**Atividade:** Como fica o trecho do texto sobre bibliotecas e editoras universitárias que vai de "Esse caminho envolve, em" até "agências de fomento." se você trocar "pesquisadores" por "cientistas"?

**Texto de leitura:**
● ● ● ●

Da mesma forma como as características do sistema educacional impactam os processos de aprendizagem, os parâmetros que estruturam o sistema científico também são reveladores dos modos de produção de conhecimento. Nesse caso, percebe-se que o modelo produtivista, que consolidou o sistema científico nas últimas décadas, exige uma velocidade de publicação que, com frequência, resulta na produção de respostas para perguntas nem sempre relevantes.
No caso das bibliotecas, a prioridade continua sendo incontornável: criar e desenvolver bibliotecas com acervos significativos em escolas e bairros — um desafio que nunca superamos. A inovação, por sua vez, está na utilização de plataformas de serviços de biblioteca modernas, que permitam a construção de uma infraestrutura de uso comum por uma vasta rede de instituições. Nos países desenvolvidos, essa tecnologia já está sendo utilizada com essa finalidade, possibilitando uma gestão de dados colaborativa e enriquecida. Sistemas em código aberto, sem cobrança de licenças, permitem o uso em larga escala com sustentabilidade econômica. Seus padrões de registro bibliográfico possibilitam a conexão com múltiplos serviços de dados, superando os limites institucionais.
Esses chamados dados linkados tornam possível a integração dos registros bibliográficos em buscas realizadas em outras plataformas da internet e uma apresentação visualmente mais atrativa nos próprios catálogos, com recursos de recomendação. Os dados da biblioteca passam a ser visíveis além de seus próprios sistemas e se aproximam da experiência de descoberta de informação oferecida por plataformas como o Google.
A aplicação desse modelo em um país em desenvolvimento como o Brasil poderia cumprir ainda uma função estratégica para a formulação de políticas públicas para o setor. A inclusão, nesse sistema, de todas as escolas, municípios e bairros que se autodeclaram em censos como possuidores de bibliotecas permitiria mapear sua existência real. Teríamos, finalmente, uma ferramenta de diagnóstico que permitiria identificar lacunas e orientar investimentos para saná-las. Bibliotecas com livros interessantes e acessíveis têm alto potencial para ampliar a parcela leitora de nossa população. Com o exercício dos neurônios da leitura, os áudios, vídeos e sistemas de inteligência artificial poderão consolidar os processos de conhecimento — e não superficializá-los.
No caso das editoras, há também um espaço promissor de inovação, sobretudo no uso de repositórios digitais e conteúdos multimídia com vistas à promoção da integridade das evidências científicas e à comunicação com públicos mais amplos. No entanto, pessoalmente, acho que a prioridade requer uma iniciativa de outra natureza, que não apenas tecnológica: provocar a comunidade científica brasileira por meio do estabelecimento de linhas editoriais voltadas a problemas relevantes, que exijam respostas complexas — mas comunicadas de forma acessível.
Esse caminho envolve, em alguma medida, um retorno às abordagens que antecederam a ultraespecialização dos campos científicos — um fenômeno que, embora tenha resultado em avanços importantes, talvez precise agora de uma provocação que permita recompor sentidos e conectar diferentes áreas do conhecimento. O objetivo é promover também uma compreensão pública da ciência. Tal iniciativa pode contribuir para sensibilizar pesquisadores sobre a importância do impacto social — e não apenas do impacto acadêmico —, promovendo um debate mais amplo sobre os indicadores de avaliação em ciência e tecnologia utilizados pelas agências de fomento.
Essas prioridades e inovações são, a meu ver, essenciais para que bibliotecas e editoras universitárias cumpram seu papel como agentes de cidadania em uma era que ainda precisa merecer o nome de Era do Conhecimento.

● ● ● ●

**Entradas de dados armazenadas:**
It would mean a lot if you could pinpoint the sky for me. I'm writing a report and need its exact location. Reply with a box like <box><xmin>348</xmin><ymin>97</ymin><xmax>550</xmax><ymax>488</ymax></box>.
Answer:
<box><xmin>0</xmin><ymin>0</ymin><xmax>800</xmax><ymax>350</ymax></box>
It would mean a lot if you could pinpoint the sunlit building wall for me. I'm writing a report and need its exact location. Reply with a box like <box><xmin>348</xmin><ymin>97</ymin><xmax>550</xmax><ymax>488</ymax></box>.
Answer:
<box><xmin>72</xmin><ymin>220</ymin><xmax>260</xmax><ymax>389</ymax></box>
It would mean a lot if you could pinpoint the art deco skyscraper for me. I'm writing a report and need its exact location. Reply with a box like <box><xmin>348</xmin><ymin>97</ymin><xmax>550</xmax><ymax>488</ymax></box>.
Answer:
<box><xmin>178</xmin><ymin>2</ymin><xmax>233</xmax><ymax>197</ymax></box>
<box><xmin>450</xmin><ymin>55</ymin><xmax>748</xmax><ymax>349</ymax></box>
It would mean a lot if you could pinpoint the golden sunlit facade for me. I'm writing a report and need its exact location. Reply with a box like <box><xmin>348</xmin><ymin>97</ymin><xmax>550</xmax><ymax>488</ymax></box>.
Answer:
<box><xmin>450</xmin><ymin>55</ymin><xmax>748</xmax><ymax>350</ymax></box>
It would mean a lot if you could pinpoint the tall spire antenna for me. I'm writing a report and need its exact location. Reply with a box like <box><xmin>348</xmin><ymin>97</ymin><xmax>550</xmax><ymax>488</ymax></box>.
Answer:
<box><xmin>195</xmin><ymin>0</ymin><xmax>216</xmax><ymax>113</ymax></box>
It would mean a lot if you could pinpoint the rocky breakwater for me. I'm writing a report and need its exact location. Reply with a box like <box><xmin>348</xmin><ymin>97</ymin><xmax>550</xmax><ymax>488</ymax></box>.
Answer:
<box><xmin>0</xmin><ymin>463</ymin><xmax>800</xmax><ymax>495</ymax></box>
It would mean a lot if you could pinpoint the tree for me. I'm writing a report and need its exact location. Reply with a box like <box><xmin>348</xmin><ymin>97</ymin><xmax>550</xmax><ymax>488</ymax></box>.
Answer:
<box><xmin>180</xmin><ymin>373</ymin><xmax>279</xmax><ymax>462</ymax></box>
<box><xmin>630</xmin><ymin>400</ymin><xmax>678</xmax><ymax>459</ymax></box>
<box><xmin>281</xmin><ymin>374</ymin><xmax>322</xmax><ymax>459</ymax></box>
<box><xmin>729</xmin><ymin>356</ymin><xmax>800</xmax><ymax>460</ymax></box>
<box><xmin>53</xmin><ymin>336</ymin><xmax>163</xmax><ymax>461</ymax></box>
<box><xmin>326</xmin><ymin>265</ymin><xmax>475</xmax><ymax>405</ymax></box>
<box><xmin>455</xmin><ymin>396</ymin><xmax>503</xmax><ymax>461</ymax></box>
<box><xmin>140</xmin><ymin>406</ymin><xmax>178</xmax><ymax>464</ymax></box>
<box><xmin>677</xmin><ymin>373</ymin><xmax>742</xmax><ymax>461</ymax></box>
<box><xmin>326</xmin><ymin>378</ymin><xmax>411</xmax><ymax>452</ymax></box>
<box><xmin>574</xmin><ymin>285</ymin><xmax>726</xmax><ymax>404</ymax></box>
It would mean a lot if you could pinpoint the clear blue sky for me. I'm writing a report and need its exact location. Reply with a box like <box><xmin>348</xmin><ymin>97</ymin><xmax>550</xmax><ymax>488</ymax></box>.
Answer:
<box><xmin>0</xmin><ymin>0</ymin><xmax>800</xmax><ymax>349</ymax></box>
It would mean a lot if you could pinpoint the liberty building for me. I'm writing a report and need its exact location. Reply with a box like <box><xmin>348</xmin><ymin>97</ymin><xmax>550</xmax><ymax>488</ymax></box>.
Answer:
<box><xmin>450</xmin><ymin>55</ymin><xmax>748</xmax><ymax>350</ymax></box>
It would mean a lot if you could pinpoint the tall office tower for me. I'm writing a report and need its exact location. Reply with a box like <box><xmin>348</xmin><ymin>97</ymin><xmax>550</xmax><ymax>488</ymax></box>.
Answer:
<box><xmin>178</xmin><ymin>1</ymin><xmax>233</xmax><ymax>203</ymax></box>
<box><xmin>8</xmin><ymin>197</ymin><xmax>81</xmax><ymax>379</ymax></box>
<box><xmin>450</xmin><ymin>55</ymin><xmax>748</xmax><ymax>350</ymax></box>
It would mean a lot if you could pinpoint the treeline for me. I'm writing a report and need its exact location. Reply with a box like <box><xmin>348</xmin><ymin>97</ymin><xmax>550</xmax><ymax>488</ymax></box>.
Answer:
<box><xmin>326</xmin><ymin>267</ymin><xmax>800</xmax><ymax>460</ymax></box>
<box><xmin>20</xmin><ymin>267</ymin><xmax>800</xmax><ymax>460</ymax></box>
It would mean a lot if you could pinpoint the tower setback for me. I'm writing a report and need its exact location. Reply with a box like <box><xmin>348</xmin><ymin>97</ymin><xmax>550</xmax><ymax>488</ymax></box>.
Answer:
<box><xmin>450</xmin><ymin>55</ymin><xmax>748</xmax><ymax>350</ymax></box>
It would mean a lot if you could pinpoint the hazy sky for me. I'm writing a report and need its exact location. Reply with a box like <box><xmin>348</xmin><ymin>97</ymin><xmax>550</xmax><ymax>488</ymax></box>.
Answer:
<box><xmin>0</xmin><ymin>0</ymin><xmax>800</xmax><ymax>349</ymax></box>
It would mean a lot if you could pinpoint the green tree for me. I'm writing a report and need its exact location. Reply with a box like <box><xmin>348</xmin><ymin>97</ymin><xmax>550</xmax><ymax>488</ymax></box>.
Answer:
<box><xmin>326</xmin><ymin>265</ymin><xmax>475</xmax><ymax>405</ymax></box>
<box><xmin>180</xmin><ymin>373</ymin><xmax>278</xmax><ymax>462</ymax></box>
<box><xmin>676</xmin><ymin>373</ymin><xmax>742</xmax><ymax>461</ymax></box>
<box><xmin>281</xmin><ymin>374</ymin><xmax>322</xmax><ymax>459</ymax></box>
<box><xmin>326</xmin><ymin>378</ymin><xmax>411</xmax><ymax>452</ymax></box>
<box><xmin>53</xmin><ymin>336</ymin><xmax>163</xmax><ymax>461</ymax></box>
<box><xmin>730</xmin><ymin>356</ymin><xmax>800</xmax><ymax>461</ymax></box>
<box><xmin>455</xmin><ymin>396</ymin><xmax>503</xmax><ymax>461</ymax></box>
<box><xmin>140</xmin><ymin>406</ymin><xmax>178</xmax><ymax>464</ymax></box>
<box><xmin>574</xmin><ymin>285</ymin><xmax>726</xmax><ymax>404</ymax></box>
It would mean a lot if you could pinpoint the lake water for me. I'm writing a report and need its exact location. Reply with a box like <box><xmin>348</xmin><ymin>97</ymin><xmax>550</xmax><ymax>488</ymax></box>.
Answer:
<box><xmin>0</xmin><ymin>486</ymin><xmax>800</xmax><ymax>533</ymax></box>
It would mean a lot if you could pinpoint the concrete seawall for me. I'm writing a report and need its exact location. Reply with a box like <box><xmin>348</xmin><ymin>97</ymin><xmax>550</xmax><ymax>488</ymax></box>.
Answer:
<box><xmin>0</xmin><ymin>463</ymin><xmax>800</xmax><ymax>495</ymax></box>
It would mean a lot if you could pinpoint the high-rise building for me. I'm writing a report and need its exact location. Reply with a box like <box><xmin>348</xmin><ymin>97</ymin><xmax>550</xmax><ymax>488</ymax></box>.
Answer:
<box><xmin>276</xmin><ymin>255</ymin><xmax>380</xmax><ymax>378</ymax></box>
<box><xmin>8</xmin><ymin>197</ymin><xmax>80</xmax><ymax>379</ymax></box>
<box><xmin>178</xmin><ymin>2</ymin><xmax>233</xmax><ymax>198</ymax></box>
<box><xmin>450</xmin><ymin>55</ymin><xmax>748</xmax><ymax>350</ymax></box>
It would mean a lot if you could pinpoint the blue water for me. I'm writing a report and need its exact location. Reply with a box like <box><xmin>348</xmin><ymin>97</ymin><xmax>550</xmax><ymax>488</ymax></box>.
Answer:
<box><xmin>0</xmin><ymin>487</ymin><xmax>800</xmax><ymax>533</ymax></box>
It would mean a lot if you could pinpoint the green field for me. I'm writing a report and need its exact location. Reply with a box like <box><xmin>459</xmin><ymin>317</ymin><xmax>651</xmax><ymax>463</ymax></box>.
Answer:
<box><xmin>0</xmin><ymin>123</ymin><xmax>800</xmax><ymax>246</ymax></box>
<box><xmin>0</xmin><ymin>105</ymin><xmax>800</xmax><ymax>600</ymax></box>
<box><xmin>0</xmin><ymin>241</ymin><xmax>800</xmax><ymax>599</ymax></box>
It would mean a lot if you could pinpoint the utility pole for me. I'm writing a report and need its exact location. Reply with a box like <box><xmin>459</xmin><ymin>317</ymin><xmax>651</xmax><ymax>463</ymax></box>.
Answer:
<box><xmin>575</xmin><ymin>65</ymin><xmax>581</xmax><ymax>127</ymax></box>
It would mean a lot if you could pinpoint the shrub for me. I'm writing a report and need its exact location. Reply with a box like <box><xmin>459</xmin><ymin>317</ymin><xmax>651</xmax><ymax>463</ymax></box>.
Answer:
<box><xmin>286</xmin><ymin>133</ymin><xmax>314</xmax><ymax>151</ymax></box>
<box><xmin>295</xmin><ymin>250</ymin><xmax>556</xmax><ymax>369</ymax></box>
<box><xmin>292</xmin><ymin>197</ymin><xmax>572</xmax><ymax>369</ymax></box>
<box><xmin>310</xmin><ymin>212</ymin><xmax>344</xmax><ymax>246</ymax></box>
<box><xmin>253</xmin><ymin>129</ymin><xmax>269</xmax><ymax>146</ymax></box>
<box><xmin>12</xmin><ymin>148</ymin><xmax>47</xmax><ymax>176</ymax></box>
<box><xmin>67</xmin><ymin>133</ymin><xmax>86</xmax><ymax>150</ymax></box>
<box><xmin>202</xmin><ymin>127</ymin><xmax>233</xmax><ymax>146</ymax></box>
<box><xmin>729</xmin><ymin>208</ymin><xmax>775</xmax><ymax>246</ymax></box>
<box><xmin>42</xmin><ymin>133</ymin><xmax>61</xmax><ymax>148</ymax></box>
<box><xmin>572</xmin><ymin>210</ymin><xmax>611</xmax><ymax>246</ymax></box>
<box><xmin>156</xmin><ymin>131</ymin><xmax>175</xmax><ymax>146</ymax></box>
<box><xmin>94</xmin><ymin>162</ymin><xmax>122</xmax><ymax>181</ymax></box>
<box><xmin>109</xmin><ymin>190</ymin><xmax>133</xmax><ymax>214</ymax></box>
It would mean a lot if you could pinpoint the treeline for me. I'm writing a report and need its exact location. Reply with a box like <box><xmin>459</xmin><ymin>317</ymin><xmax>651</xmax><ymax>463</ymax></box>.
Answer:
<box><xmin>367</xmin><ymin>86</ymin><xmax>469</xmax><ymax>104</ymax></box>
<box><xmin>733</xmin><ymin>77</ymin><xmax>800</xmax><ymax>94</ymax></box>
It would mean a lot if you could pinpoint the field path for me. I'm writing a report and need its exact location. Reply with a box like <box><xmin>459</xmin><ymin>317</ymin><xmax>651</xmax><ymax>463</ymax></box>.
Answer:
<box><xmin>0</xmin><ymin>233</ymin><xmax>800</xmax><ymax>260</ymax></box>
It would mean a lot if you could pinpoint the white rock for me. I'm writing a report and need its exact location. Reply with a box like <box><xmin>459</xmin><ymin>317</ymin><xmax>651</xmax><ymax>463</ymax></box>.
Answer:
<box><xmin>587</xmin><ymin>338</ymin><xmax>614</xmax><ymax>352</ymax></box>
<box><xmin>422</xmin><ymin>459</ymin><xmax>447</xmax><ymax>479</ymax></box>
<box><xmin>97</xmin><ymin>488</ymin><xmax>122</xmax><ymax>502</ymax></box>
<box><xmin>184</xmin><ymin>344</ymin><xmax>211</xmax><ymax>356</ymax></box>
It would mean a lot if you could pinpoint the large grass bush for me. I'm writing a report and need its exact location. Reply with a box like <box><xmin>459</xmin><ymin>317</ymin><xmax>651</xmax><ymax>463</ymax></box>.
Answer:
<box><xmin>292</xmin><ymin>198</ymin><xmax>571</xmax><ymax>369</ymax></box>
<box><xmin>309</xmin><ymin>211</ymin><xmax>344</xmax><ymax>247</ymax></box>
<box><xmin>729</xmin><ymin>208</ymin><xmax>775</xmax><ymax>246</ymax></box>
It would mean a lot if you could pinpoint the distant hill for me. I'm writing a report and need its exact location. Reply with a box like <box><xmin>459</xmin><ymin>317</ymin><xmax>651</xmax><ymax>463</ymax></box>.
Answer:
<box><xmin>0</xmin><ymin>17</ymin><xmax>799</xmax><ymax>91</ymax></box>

● ● ● ●

**Exercício resolvido:**
Esse caminho envolve, em alguma medida, um retorno às abordagens que antecederam a ultraespecialização dos campos científicos — um fenômeno que, embora tenha resultado em avanços importantes, talvez precise agora de uma provocação que permita recompor sentidos e conectar diferentes áreas do conhecimento. O objetivo é promover também uma compreensão pública da ciência. Tal iniciativa pode contribuir para sensibilizar cientistas sobre a importância do impacto social — e não apenas do impacto acadêmico —, promovendo um debate mais amplo sobre os indicadores de avaliação em ciência e tecnologia utilizados pelas agências de fomento.